Task details —
Rewrite the data below as a numbered list, starting with its first line and going on through the line with "xmin=537 ymin=96 xmax=586 ymax=118" (both ends included). Skip any blank lines.
* BEGIN The data *
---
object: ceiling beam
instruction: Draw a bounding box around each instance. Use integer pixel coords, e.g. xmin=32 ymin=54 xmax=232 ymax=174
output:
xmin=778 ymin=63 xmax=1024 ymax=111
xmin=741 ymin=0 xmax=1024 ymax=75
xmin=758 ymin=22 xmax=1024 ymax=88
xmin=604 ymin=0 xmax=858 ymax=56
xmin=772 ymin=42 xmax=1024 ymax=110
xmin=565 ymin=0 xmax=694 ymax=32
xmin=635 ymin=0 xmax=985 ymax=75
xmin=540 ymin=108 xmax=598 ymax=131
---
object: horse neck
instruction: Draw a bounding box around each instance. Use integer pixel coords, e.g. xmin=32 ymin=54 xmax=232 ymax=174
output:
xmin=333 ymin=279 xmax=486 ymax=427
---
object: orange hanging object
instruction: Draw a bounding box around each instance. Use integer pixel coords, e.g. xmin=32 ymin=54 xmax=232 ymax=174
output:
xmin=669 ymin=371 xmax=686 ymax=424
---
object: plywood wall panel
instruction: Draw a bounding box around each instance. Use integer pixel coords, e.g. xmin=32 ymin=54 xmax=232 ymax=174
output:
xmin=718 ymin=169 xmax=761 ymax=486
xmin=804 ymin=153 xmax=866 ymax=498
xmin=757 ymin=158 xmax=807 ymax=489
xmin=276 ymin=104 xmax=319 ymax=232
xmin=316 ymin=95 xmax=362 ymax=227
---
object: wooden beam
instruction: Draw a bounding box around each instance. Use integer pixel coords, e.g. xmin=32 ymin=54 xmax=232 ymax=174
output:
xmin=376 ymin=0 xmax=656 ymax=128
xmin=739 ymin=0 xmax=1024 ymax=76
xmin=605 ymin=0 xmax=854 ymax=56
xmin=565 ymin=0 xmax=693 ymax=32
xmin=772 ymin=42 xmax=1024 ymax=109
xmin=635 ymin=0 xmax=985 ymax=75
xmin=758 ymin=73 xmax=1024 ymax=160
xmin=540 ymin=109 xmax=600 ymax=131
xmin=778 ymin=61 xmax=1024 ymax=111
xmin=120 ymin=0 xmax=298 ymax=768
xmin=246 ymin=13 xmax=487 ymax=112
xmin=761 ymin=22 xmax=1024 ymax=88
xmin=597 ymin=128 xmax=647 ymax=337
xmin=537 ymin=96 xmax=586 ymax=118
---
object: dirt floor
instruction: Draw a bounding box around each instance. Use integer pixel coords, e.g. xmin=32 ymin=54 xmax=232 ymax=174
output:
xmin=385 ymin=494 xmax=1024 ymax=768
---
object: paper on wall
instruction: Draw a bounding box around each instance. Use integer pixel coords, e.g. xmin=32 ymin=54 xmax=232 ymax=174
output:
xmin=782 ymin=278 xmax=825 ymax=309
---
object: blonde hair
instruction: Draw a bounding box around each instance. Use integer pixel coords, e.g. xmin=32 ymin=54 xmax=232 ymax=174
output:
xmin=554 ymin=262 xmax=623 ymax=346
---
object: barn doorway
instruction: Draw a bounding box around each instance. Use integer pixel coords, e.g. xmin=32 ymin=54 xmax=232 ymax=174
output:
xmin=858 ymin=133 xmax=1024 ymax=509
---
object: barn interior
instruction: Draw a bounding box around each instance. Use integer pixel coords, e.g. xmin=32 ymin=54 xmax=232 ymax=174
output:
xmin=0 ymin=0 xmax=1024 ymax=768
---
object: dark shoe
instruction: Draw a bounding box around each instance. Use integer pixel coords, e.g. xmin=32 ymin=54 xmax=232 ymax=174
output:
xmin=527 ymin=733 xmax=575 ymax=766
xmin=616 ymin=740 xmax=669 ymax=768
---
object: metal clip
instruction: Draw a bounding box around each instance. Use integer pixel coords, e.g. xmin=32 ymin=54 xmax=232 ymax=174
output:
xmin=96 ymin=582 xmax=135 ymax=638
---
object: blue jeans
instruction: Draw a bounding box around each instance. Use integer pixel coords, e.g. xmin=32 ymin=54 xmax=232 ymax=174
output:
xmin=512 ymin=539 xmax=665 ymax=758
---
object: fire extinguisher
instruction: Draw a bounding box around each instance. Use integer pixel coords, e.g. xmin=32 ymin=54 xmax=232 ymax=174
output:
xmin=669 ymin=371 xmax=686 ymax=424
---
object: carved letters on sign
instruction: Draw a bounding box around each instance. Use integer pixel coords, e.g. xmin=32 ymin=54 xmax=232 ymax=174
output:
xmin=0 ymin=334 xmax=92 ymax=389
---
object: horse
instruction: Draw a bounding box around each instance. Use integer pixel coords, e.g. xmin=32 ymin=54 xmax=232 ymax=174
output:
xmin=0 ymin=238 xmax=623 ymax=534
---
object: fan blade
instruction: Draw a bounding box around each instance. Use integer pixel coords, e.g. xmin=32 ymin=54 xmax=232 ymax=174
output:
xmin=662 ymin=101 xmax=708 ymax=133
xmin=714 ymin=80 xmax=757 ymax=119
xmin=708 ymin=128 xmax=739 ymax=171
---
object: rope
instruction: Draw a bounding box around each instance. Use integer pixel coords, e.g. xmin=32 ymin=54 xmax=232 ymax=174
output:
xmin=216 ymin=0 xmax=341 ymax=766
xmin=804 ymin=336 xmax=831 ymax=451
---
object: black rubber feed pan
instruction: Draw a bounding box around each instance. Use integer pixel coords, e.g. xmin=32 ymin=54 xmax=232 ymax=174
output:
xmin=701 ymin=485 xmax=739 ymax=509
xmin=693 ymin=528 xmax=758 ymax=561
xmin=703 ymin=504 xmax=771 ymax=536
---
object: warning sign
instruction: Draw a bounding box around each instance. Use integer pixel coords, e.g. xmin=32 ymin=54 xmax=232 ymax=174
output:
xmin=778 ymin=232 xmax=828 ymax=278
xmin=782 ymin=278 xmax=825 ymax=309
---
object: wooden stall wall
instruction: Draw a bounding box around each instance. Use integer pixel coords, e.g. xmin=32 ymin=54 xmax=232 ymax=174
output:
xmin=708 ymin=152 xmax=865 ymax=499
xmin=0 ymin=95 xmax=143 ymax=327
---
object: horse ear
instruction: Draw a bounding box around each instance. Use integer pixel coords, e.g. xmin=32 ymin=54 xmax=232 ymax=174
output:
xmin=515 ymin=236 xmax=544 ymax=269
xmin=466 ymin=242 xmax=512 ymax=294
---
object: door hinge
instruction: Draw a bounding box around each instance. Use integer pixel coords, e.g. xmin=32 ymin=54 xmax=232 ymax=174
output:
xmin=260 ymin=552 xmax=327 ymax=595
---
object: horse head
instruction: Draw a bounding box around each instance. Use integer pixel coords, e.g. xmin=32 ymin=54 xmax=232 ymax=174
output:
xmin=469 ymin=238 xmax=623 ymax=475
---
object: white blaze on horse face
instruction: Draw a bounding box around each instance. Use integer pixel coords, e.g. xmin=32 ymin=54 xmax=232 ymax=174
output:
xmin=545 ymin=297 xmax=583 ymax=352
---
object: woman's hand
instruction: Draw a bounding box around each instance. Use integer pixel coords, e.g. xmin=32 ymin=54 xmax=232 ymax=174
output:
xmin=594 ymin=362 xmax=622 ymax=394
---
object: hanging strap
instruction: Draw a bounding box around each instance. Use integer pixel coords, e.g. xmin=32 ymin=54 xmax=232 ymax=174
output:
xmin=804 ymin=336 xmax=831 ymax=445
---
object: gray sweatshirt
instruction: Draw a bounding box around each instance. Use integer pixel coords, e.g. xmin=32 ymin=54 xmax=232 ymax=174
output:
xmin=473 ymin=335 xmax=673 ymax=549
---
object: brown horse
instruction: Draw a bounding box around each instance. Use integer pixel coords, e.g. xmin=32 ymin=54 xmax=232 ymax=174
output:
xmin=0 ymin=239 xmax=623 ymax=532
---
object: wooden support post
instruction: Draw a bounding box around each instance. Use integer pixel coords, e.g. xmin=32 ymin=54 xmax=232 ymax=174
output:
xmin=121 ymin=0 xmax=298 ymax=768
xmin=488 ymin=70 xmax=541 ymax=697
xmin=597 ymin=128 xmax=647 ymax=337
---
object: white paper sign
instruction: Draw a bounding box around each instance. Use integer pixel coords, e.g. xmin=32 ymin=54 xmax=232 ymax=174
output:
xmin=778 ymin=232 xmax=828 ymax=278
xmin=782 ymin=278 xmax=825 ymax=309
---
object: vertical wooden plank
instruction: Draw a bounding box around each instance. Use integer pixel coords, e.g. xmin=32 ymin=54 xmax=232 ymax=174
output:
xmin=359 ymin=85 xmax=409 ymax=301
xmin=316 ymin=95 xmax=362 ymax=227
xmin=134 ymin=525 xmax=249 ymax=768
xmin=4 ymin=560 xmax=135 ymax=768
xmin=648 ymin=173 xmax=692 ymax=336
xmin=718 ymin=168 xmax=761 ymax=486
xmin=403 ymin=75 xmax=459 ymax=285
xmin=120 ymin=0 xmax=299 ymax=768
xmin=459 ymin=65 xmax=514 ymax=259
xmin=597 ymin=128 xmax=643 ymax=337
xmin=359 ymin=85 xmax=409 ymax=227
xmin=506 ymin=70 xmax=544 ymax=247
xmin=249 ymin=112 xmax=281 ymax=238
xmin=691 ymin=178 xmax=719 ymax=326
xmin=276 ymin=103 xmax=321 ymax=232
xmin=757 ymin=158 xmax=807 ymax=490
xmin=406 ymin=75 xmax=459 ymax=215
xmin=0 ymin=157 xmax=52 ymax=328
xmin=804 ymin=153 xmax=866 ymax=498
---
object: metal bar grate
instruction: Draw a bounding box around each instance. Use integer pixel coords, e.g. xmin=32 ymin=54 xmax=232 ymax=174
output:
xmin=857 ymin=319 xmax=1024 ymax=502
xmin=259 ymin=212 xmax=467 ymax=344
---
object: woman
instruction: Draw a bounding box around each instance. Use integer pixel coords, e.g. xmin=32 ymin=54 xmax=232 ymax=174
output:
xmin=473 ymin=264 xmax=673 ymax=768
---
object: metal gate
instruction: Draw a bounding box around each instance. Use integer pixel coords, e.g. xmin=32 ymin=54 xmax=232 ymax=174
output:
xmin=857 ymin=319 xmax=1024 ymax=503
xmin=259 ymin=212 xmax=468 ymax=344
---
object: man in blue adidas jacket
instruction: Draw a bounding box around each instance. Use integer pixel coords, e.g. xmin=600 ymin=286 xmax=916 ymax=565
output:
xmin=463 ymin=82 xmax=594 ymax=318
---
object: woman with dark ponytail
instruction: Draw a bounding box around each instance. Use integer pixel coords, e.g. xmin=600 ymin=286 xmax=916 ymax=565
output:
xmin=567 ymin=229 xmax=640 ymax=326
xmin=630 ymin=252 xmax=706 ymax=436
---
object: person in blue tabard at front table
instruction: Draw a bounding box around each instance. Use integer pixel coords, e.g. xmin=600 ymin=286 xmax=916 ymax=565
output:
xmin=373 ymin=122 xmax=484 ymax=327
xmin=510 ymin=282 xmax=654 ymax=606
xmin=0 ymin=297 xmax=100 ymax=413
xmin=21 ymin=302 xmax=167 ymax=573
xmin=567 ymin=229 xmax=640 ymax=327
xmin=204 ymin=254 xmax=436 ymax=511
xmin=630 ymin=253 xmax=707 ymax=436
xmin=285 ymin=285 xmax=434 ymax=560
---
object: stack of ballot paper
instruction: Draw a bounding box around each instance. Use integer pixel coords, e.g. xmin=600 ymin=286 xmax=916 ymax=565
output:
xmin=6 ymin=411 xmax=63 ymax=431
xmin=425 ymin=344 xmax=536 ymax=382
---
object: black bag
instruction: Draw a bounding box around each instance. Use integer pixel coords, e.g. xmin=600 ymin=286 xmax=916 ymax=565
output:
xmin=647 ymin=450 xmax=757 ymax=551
* END The data *
Output for this task —
1. ---
2. object: ceiling beam
3. instruction: Draw a bounding box around each instance. Use integer pixel coords, e.g. xmin=32 ymin=54 xmax=232 ymax=174
4. output:
5. xmin=778 ymin=63 xmax=1024 ymax=111
6. xmin=741 ymin=0 xmax=1024 ymax=75
7. xmin=758 ymin=22 xmax=1024 ymax=88
8. xmin=604 ymin=0 xmax=858 ymax=56
9. xmin=772 ymin=42 xmax=1024 ymax=110
10. xmin=565 ymin=0 xmax=694 ymax=32
11. xmin=635 ymin=0 xmax=985 ymax=75
12. xmin=540 ymin=108 xmax=598 ymax=131
13. ---
14. object: horse neck
15. instruction: Draw a bounding box around each instance. Use integer pixel coords, e.g. xmin=32 ymin=54 xmax=232 ymax=174
16. output:
17. xmin=333 ymin=279 xmax=486 ymax=427
18. ---
19. object: orange hanging object
20. instruction: Draw a bounding box around each instance. Use integer pixel coords, e.g. xmin=32 ymin=54 xmax=232 ymax=174
21. output:
22. xmin=669 ymin=371 xmax=686 ymax=424
23. ---
24. object: plywood wall panel
25. instruction: Draw a bounding box around each instance. Use integer pixel coords, e.g. xmin=32 ymin=54 xmax=232 ymax=174
26. output:
27. xmin=718 ymin=169 xmax=761 ymax=486
28. xmin=804 ymin=153 xmax=866 ymax=498
29. xmin=757 ymin=158 xmax=807 ymax=489
30. xmin=276 ymin=104 xmax=319 ymax=232
31. xmin=316 ymin=95 xmax=362 ymax=227
32. ---
33. object: wooden beam
34. instruction: Draw a bounding box around each instance. Use integer pixel coords, e.g. xmin=32 ymin=54 xmax=232 ymax=174
35. output:
36. xmin=376 ymin=0 xmax=656 ymax=128
37. xmin=739 ymin=0 xmax=1024 ymax=76
38. xmin=605 ymin=0 xmax=854 ymax=56
39. xmin=565 ymin=0 xmax=693 ymax=32
40. xmin=772 ymin=42 xmax=1024 ymax=109
41. xmin=635 ymin=0 xmax=985 ymax=75
42. xmin=758 ymin=73 xmax=1024 ymax=160
43. xmin=540 ymin=109 xmax=600 ymax=131
44. xmin=778 ymin=61 xmax=1024 ymax=111
45. xmin=120 ymin=0 xmax=298 ymax=768
46. xmin=246 ymin=13 xmax=487 ymax=112
47. xmin=761 ymin=22 xmax=1024 ymax=88
48. xmin=597 ymin=128 xmax=647 ymax=337
49. xmin=537 ymin=96 xmax=586 ymax=118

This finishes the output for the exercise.